[Request]
Pull out every line of the entries below that contains the word "instance", and list each one in full.

[Raw entries]
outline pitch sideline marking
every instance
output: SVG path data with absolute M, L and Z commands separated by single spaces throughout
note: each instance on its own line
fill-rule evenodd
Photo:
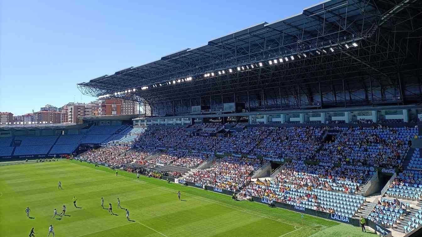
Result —
M 144 224 L 143 224 L 142 223 L 141 223 L 141 222 L 139 222 L 139 221 L 136 221 L 136 222 L 137 222 L 137 223 L 139 223 L 139 224 L 141 224 L 141 225 L 142 225 L 143 226 L 145 226 L 146 227 L 146 228 L 148 228 L 148 229 L 152 229 L 152 230 L 153 230 L 153 231 L 155 231 L 155 232 L 156 232 L 158 233 L 158 234 L 161 234 L 161 235 L 162 235 L 163 236 L 165 236 L 165 237 L 168 237 L 168 236 L 167 236 L 167 235 L 166 235 L 165 234 L 163 234 L 163 233 L 161 233 L 161 232 L 159 232 L 157 231 L 157 230 L 155 230 L 155 229 L 153 229 L 151 228 L 151 227 L 149 227 L 149 226 L 147 226 L 146 225 L 144 225 Z
M 299 228 L 299 229 L 296 229 L 296 227 L 299 227 L 300 228 Z M 287 235 L 287 234 L 291 234 L 292 233 L 293 233 L 293 232 L 295 232 L 295 231 L 296 231 L 297 230 L 299 230 L 301 229 L 302 228 L 303 228 L 303 227 L 300 227 L 300 226 L 295 226 L 295 230 L 292 230 L 292 231 L 291 231 L 290 232 L 288 232 L 287 233 L 286 233 L 286 234 L 282 234 L 282 235 L 280 235 L 280 236 L 279 236 L 279 237 L 281 237 L 282 236 L 284 236 L 284 235 Z
M 91 167 L 89 167 L 89 168 L 91 168 Z M 107 171 L 105 171 L 104 170 L 100 170 L 94 169 L 94 170 L 97 170 L 98 171 L 101 171 L 102 172 L 104 172 L 105 173 L 110 173 L 109 172 L 107 172 Z M 132 179 L 132 178 L 130 178 L 125 177 L 124 177 L 124 176 L 120 176 L 120 177 L 121 177 L 122 178 L 125 178 L 125 179 L 127 179 L 127 180 L 129 180 L 133 181 L 136 182 L 137 183 L 138 182 L 138 181 L 139 181 L 139 182 L 143 183 L 144 183 L 144 184 L 146 184 L 147 185 L 149 185 L 150 186 L 152 186 L 153 187 L 154 187 L 157 188 L 157 189 L 164 189 L 165 190 L 167 190 L 167 191 L 169 191 L 173 192 L 173 191 L 174 191 L 176 190 L 176 189 L 171 189 L 171 190 L 170 190 L 170 189 L 167 189 L 166 188 L 165 188 L 164 187 L 160 187 L 160 186 L 156 186 L 155 185 L 153 185 L 152 184 L 151 184 L 150 183 L 147 183 L 146 182 L 145 182 L 144 181 L 143 181 L 143 180 L 136 180 L 136 179 Z M 280 222 L 281 223 L 284 223 L 284 224 L 287 224 L 288 225 L 290 225 L 291 226 L 298 226 L 298 227 L 300 227 L 300 226 L 296 226 L 295 225 L 294 225 L 293 224 L 291 224 L 290 223 L 287 223 L 287 222 L 283 222 L 283 221 L 278 221 L 278 220 L 276 220 L 275 219 L 273 219 L 272 218 L 270 218 L 269 217 L 267 217 L 266 216 L 264 216 L 263 215 L 260 215 L 255 214 L 254 213 L 251 213 L 251 212 L 249 212 L 248 211 L 245 211 L 244 210 L 241 210 L 241 209 L 238 209 L 238 208 L 235 208 L 233 207 L 230 207 L 230 206 L 227 206 L 227 205 L 224 205 L 223 204 L 222 204 L 221 203 L 218 203 L 218 202 L 213 202 L 213 201 L 210 201 L 209 200 L 206 200 L 206 199 L 208 199 L 207 198 L 206 198 L 206 197 L 203 197 L 203 198 L 198 198 L 198 197 L 194 197 L 193 196 L 191 196 L 191 195 L 188 195 L 188 194 L 184 194 L 184 195 L 186 195 L 186 196 L 187 196 L 188 197 L 193 197 L 194 198 L 196 198 L 197 199 L 199 199 L 200 200 L 203 200 L 204 201 L 206 201 L 208 202 L 211 202 L 212 203 L 214 203 L 214 204 L 217 204 L 217 205 L 220 205 L 221 206 L 223 206 L 223 207 L 228 207 L 229 208 L 232 208 L 232 209 L 234 209 L 235 210 L 237 210 L 238 211 L 240 211 L 243 212 L 244 212 L 244 213 L 249 213 L 249 214 L 252 214 L 252 215 L 256 215 L 256 216 L 259 216 L 259 217 L 262 217 L 262 218 L 266 218 L 267 219 L 270 219 L 270 220 L 272 220 L 273 221 L 278 221 L 278 222 Z M 300 228 L 301 229 L 302 227 L 300 227 Z
M 78 235 L 78 236 L 76 236 L 76 237 L 81 237 L 81 236 L 85 236 L 85 235 L 88 235 L 88 234 L 95 234 L 95 233 L 98 233 L 99 232 L 101 232 L 102 231 L 104 231 L 105 230 L 108 230 L 109 229 L 112 229 L 116 228 L 118 228 L 118 227 L 121 227 L 122 226 L 127 226 L 128 225 L 130 225 L 130 224 L 134 224 L 134 223 L 133 223 L 133 222 L 132 222 L 132 223 L 128 223 L 127 224 L 124 224 L 124 225 L 120 225 L 120 226 L 114 226 L 114 227 L 111 227 L 111 228 L 109 228 L 106 229 L 102 229 L 101 230 L 99 230 L 98 231 L 96 231 L 96 232 L 91 232 L 91 233 L 88 233 L 88 234 L 82 234 L 81 235 Z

[Exercise solution]
every instance
note: each instance on its own line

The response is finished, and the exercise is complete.